:: Stated exercise ::
Copy out every line from the one containing "535, 857, 617]" through the end of the items, both included. Raise each coordinate in the answer boxes by 148 and leave all other text unchanged, including the sample box.

* START Data records *

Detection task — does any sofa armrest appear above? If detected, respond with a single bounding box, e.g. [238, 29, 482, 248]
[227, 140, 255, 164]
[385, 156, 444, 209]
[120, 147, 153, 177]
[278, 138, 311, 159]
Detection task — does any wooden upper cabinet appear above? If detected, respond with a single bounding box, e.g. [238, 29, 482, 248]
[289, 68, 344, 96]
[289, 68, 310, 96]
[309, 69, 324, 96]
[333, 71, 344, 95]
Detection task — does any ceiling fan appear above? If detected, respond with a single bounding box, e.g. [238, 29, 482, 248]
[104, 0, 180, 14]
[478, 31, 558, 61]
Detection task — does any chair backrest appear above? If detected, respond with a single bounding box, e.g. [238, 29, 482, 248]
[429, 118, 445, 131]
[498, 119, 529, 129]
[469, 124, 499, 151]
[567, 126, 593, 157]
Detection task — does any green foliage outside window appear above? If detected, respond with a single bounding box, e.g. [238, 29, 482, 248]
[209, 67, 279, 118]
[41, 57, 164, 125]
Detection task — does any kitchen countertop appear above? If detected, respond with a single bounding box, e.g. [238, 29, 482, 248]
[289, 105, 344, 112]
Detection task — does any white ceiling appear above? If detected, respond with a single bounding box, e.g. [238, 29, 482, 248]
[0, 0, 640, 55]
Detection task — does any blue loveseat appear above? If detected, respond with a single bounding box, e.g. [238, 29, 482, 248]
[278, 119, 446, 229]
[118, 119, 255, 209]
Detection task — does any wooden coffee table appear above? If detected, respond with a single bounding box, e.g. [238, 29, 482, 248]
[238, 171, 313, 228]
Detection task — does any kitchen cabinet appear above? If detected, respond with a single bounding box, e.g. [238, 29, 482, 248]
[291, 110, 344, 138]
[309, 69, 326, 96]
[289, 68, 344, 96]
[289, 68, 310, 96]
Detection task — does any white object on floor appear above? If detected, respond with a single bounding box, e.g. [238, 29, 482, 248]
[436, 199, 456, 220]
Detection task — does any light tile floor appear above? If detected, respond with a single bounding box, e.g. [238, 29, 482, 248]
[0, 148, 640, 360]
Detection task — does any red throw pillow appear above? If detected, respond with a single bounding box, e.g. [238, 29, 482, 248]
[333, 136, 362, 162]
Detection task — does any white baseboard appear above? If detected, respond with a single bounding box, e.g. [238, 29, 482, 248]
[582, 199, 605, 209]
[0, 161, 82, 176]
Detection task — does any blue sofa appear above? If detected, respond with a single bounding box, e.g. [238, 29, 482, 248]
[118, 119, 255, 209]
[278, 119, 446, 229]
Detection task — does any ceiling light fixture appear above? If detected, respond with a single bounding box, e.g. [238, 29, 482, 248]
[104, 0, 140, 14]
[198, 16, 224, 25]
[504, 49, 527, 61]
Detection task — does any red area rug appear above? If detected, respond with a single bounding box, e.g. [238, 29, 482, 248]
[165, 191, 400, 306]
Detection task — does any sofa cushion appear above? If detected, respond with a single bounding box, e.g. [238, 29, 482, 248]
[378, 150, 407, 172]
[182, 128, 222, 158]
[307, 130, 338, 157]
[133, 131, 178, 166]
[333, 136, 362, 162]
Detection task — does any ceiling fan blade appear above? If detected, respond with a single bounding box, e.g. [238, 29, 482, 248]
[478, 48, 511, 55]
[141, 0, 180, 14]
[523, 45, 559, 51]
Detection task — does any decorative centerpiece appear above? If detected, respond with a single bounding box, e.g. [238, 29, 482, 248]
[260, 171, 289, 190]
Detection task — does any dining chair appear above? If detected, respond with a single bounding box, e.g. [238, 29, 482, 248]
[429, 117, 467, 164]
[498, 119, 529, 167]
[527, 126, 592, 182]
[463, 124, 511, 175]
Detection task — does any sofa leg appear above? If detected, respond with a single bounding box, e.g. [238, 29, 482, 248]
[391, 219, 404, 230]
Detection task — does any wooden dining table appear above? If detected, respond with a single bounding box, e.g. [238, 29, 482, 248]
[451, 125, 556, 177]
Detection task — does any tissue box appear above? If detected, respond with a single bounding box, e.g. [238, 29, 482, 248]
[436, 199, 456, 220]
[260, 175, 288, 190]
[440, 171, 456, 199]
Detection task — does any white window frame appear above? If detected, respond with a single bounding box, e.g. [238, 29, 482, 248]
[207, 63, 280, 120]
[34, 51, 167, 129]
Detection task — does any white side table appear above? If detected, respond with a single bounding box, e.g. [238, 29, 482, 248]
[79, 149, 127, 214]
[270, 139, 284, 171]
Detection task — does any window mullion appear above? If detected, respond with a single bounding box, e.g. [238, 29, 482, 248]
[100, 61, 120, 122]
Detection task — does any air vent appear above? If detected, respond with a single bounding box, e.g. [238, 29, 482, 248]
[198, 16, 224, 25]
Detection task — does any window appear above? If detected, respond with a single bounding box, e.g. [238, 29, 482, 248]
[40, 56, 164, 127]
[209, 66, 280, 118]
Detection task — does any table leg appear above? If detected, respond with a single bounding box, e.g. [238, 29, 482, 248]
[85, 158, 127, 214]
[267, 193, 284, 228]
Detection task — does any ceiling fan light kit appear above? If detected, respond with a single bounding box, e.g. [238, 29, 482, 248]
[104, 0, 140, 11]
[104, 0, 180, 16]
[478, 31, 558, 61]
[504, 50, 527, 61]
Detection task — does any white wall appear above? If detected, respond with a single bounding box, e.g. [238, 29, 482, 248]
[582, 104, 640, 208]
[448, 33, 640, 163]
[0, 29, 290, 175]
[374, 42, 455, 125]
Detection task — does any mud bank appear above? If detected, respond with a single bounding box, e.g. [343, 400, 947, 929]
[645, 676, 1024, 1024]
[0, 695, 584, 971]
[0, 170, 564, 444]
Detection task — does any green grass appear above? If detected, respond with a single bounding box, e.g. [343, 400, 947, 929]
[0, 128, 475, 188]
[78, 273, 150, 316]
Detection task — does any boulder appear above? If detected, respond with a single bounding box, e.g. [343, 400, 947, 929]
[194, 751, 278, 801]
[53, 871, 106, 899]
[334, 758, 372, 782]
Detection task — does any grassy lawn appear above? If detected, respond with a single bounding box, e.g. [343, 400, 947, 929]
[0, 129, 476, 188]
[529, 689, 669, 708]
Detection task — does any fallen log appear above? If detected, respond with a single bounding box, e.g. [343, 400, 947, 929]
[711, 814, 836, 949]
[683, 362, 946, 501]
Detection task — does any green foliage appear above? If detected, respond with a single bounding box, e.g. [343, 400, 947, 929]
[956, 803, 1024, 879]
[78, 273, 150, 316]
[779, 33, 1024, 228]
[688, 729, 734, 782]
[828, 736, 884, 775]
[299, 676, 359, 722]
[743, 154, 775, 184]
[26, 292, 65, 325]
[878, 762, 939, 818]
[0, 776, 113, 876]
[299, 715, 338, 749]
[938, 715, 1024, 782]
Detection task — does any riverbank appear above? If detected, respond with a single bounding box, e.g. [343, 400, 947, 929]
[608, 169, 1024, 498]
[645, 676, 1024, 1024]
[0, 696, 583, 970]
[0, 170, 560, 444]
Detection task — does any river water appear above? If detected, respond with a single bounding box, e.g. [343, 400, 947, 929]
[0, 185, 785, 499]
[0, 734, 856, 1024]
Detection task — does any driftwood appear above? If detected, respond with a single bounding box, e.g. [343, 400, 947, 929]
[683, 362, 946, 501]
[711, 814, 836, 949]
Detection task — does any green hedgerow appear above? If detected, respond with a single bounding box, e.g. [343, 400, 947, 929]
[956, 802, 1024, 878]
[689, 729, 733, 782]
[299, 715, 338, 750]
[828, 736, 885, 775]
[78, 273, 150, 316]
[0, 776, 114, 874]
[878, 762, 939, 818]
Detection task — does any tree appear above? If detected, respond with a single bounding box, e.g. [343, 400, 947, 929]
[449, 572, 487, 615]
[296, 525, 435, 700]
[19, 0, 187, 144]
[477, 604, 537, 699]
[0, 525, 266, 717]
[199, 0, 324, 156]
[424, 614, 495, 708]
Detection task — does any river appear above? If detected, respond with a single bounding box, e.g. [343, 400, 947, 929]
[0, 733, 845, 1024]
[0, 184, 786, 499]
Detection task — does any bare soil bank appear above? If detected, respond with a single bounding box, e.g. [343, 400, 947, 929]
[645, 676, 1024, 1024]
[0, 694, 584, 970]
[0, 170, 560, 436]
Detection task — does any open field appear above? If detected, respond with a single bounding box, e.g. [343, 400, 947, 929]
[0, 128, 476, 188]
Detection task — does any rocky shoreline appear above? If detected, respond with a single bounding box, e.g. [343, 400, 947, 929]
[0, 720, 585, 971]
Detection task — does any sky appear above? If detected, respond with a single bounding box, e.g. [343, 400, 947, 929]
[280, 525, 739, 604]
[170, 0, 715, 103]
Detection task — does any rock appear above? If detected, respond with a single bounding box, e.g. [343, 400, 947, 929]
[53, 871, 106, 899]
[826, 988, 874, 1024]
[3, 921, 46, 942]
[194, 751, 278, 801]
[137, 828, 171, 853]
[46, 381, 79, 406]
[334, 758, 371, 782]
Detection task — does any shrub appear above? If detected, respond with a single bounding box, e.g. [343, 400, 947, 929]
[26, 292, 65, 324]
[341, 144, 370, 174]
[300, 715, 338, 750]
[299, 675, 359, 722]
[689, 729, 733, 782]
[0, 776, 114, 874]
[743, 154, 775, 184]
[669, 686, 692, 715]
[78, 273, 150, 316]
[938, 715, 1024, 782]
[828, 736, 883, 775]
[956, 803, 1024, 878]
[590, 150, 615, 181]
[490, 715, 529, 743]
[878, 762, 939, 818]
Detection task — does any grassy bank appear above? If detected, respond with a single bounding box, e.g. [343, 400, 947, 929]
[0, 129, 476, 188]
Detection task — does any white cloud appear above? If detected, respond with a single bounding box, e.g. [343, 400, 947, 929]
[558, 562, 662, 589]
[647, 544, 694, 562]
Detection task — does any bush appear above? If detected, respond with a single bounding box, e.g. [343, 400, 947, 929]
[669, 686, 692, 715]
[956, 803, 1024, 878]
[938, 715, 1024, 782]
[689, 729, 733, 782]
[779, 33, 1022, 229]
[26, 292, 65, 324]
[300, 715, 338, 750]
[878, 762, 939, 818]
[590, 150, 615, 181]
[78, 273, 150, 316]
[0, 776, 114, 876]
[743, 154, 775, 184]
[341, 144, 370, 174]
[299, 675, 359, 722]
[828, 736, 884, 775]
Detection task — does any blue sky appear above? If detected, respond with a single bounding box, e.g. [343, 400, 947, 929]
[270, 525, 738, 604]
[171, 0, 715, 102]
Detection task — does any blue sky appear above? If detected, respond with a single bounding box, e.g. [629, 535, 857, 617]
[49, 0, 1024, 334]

* END Data records *

:: Answer for the task ::
Detection task — does any blue sky appear above? If detected, respond with a single bounding box, e.g. [629, 535, 857, 617]
[197, 148, 1172, 482]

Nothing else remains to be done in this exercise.